PROVIDED INFORMATION
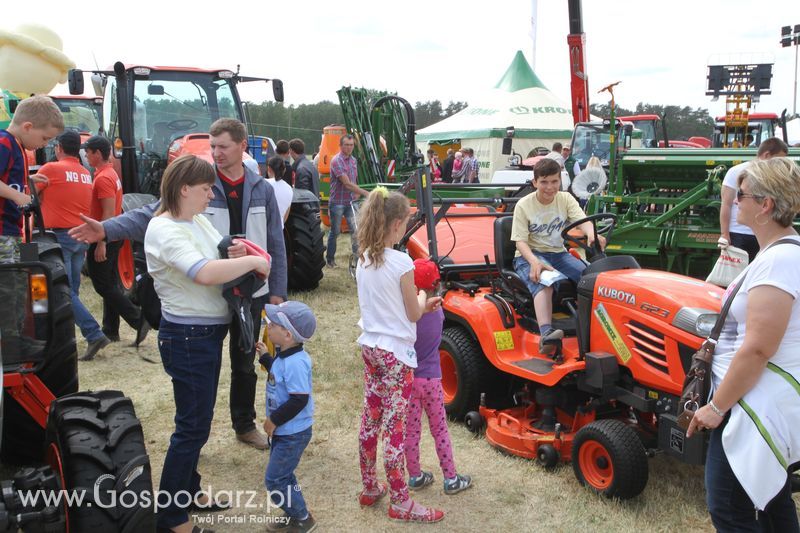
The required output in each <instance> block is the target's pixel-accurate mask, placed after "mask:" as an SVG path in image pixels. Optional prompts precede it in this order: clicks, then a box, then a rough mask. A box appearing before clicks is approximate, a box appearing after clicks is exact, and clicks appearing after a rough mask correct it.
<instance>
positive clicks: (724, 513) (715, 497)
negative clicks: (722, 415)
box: [706, 419, 800, 533]
mask: <svg viewBox="0 0 800 533" xmlns="http://www.w3.org/2000/svg"><path fill="white" fill-rule="evenodd" d="M726 425H727V419H726V420H725V422H723V424H722V425H720V426H719V427H718V428H717V429H715V430H714V431H713V432H712V433H711V438H710V439H709V442H708V455H707V457H706V504H707V505H708V512H709V514H711V522H712V523H713V524H714V527H715V528H716V529H717V531H722V532H727V531H774V532H782V533H783V532H787V533H788V532H797V531H800V525H798V521H797V510H796V509H795V505H794V501H793V500H792V490H791V485H790V483H789V481H788V480H787V482H786V486H785V487H783V489H782V490H781V491H780V492H779V493H778V494H777V496H775V498H773V499H772V501H771V502H769V504H768V505H767V508H766V509H765V510H764V511H759V512H758V513H757V514H756V511H755V505H753V502H752V501H751V500H750V497H749V496H747V493H746V492H745V491H744V488H742V485H741V484H740V483H739V480H738V479H736V476H735V475H734V473H733V470H731V465H730V464H729V463H728V458H727V457H726V456H725V450H724V449H723V448H722V430H723V429H725V426H726Z"/></svg>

INSTRUCTIONS FOR THE TASK
Give back all of the entries above exactly, with the pictures excluded.

SOLUTION
The required output in each <instance> block is the target's pixel-accurate mask, placed after "mask:" as an SVG path in image pixels. Optional prompts precede it in this order: clicks, then a box, then a rough mask. A box appearing before clicks is approximate, a box appearing after clicks is exact, and clicks appearing after a rough mask correct it.
<instance>
positive clicks: (724, 513) (715, 497)
negative clicks: (722, 415)
box: [706, 419, 800, 533]
mask: <svg viewBox="0 0 800 533" xmlns="http://www.w3.org/2000/svg"><path fill="white" fill-rule="evenodd" d="M726 425H727V419H726V420H725V422H723V424H722V425H720V426H719V427H718V428H717V429H715V430H714V431H713V432H712V433H711V438H710V439H709V442H708V455H707V457H706V504H707V505H708V512H709V514H711V522H712V523H713V524H714V527H715V528H716V529H717V531H722V532H727V531H774V532H782V533H783V532H787V533H788V532H797V531H800V525H798V521H797V510H796V509H795V505H794V501H793V500H792V490H791V485H790V483H789V481H788V480H787V482H786V486H785V487H783V489H782V490H781V491H780V492H779V493H778V494H777V496H775V498H773V499H772V501H771V502H769V504H768V505H767V508H766V509H765V510H764V511H759V512H758V513H757V514H756V511H755V505H753V502H752V501H751V500H750V497H749V496H747V493H746V492H745V491H744V488H742V485H741V484H740V483H739V480H738V479H736V476H735V475H734V473H733V470H731V465H730V464H729V463H728V458H727V457H726V456H725V450H724V449H723V448H722V430H723V429H725V426H726Z"/></svg>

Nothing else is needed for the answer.